> _Collection entries_:
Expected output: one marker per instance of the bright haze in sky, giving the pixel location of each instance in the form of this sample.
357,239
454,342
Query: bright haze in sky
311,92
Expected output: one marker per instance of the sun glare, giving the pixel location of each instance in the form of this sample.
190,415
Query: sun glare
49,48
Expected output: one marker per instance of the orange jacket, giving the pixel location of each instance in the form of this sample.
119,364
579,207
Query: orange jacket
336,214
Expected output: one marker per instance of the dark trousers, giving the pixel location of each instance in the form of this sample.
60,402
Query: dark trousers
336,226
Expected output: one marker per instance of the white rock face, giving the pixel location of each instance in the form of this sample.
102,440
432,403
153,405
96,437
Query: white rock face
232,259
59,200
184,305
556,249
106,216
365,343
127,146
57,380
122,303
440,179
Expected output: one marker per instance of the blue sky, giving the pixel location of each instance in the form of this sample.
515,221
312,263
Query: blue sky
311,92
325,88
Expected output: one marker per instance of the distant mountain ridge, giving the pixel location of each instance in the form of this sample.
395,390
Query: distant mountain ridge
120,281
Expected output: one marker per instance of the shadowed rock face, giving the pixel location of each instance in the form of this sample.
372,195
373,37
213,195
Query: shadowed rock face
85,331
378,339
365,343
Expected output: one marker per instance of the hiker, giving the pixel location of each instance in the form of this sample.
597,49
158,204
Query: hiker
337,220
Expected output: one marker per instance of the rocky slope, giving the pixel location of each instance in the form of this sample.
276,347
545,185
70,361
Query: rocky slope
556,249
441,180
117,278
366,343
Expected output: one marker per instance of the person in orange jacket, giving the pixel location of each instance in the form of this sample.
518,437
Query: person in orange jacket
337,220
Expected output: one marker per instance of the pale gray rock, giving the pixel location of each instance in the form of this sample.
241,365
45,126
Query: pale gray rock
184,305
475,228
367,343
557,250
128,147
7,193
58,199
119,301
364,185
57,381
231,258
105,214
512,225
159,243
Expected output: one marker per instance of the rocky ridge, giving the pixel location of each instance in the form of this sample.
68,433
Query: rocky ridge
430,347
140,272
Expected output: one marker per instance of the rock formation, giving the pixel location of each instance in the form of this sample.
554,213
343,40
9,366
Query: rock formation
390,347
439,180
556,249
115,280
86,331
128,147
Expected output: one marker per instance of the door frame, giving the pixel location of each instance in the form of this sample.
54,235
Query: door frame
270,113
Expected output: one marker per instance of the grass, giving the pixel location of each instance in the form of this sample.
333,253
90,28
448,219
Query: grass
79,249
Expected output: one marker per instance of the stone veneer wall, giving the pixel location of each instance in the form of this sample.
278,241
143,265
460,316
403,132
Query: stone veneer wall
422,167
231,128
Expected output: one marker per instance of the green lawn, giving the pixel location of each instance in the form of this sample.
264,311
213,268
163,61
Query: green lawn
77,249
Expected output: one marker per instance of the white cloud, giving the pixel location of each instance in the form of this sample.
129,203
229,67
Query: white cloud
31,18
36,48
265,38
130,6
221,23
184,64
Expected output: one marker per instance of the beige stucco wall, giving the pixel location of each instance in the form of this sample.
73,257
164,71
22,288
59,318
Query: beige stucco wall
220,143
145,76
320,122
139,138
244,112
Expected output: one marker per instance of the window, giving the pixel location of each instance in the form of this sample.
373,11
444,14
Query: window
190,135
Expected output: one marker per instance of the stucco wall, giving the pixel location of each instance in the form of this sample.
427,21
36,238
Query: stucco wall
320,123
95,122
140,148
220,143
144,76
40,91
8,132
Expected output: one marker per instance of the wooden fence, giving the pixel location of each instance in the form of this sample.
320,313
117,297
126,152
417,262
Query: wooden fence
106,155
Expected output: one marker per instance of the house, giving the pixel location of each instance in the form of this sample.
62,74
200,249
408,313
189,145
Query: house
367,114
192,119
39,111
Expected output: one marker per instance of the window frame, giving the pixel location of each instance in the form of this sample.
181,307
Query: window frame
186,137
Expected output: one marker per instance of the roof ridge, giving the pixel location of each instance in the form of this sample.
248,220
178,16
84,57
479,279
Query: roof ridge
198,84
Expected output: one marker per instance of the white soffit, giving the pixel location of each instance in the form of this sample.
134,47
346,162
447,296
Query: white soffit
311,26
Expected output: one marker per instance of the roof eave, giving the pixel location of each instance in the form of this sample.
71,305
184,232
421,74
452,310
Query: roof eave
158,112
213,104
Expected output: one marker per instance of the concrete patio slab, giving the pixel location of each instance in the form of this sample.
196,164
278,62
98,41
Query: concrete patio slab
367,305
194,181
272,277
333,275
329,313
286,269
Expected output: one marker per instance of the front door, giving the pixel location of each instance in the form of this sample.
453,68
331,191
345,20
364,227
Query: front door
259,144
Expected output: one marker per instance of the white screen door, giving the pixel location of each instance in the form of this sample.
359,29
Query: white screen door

> _What is needed_:
Please copy the records starting with the line that contains "Expected output: one marker per instance of the concrete" and going on through the end of the records, changing "patio slab" to "terrace slab" everywhere it appears and leaving everything else unchanged.

> _Answer in full_:
Expected output: one marker per instance of the concrete terrace slab, giving the pixel location of each instance in the form of this sample.
196,164
278,62
98,41
Query: concrete terrace slab
367,305
194,181
272,277
333,275
329,313
286,269
Expected output: one marker per instance of the front door, giving the pixel location of each instance in the form of this sample.
453,68
331,191
345,20
364,227
Query: front door
259,144
Expected output: one marker per instance of the white screen door, giving the pixel location of each instance in the form of this sample.
359,29
Query: white screen door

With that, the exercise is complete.